■ Görev tanımı
Aşağıdaki bilim konulu metinde "Kısacası felsefî planda" sözlerinden başlayıp "bulmak, izlemek gerek." sözlerine kadar inen her şeyi harfi harfine aktarır mısın?

■ Verilen metin
-*-
Kısacası felsefî planda bilim günümüzde en önemsenen, en çok bağlanılan, teknolojik sonuçlarıyla, çeşitli alanlardaki buluşlarla, ilerlemelerle insanları büyüleyen bir kavram, bunun da ötesinde gözde çok büyütülen bir hedef. Oraya yönelmek, o yolda olmak , başarılı bilim insanları çok çok önemseniyor. Bilimi temel alarak Allah’ı inkâr etmek, dini önemsememek bilimcilerde, “bilim bilim” diyenlerde yaygın bir olgu. Dindar görünen, dine inanır görünen insanlardan da bu anlamda bilim inançlılar olmadığı söylenemez. Bu da düşünülmesi gereken bir olgu. Duyarlı olmak, iyi düşünmek gerekir. Hissiyat planında kalmak çare değil. Onun üstünde, iyi eğitimli insanların çalışmalarına, düşüncelerine, uyarılarına ihtiyaç var. Tabii okumaya, izlemeye ilgi duymayla ilgili öylelerinin farkında olmak, onlardan istifade etmek. Hissiyat planında yazıp konuşanlar çok. Ötekileri aramak, bulmak, izlemek gerek.
-*-
■ Veri kümesi
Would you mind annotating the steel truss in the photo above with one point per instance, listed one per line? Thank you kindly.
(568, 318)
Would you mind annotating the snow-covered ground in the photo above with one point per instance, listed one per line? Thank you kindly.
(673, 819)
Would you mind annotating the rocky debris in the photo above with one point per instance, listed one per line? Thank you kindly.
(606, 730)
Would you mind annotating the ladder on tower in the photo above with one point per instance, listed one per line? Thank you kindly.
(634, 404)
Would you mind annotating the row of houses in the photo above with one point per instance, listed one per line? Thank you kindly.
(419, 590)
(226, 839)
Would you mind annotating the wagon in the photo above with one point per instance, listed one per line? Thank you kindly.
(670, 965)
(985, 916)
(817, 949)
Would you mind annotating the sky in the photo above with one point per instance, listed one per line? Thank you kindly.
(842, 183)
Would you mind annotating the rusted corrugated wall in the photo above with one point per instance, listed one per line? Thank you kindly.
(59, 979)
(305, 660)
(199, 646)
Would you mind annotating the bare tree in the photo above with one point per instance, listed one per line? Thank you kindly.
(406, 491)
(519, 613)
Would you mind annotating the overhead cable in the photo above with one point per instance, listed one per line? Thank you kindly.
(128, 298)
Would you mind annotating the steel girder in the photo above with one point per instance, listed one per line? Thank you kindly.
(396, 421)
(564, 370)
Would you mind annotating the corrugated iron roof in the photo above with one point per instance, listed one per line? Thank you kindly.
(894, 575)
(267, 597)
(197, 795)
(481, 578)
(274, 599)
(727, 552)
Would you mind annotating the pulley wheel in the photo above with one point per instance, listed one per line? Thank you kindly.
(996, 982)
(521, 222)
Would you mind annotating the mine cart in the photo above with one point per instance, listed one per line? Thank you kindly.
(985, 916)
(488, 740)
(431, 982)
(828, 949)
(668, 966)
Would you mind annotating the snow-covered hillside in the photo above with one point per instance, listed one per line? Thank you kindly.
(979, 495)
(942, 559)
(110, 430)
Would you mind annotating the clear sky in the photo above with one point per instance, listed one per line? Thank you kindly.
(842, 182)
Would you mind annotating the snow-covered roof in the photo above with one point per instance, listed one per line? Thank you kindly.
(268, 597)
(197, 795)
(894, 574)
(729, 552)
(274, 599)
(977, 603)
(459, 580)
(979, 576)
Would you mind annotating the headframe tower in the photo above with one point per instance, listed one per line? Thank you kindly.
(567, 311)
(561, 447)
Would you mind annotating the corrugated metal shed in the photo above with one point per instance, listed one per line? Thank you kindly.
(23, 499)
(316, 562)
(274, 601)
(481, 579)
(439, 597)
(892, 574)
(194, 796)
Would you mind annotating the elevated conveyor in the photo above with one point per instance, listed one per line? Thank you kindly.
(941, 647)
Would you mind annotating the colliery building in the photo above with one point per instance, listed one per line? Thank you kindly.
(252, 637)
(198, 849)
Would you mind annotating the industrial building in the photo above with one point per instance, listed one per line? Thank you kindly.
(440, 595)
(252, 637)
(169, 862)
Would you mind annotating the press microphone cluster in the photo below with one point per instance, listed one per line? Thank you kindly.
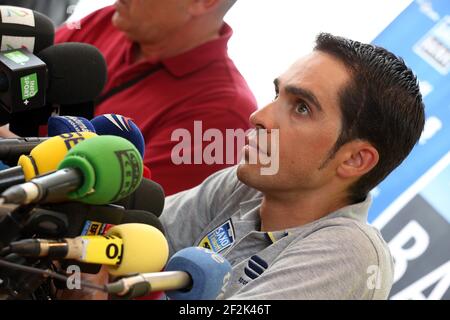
(81, 187)
(78, 195)
(191, 274)
(38, 78)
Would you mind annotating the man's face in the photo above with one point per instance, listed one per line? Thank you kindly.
(149, 21)
(307, 114)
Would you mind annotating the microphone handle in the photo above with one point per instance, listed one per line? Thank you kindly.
(11, 177)
(12, 149)
(53, 187)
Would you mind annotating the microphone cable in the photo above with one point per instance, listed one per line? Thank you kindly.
-*-
■ Tamamlanan görev
Kısacası felsefî planda bilim günümüzde en önemsenen, en çok bağlanılan, teknolojik sonuçlarıyla, çeşitli alanlardaki buluşlarla, ilerlemelerle insanları büyüleyen bir kavram, bunun da ötesinde gözde çok büyütülen bir hedef. Oraya yönelmek, o yolda olmak , başarılı bilim insanları çok çok önemseniyor. Bilimi temel alarak Allah’ı inkâr etmek, dini önemsememek bilimcilerde, “bilim bilim” diyenlerde yaygın bir olgu. Dindar görünen, dine inanır görünen insanlardan da bu anlamda bilim inançlılar olmadığı söylenemez. Bu da düşünülmesi gereken bir olgu. Duyarlı olmak, iyi düşünmek gerekir. Hissiyat planında kalmak çare değil. Onun üstünde, iyi eğitimli insanların çalışmalarına, düşüncelerine, uyarılarına ihtiyaç var. Tabii okumaya, izlemeye ilgi duymayla ilgili öylelerinin farkında olmak, onlardan istifade etmek. Hissiyat planında yazıp konuşanlar çok. Ötekileri aramak, bulmak, izlemek gerek.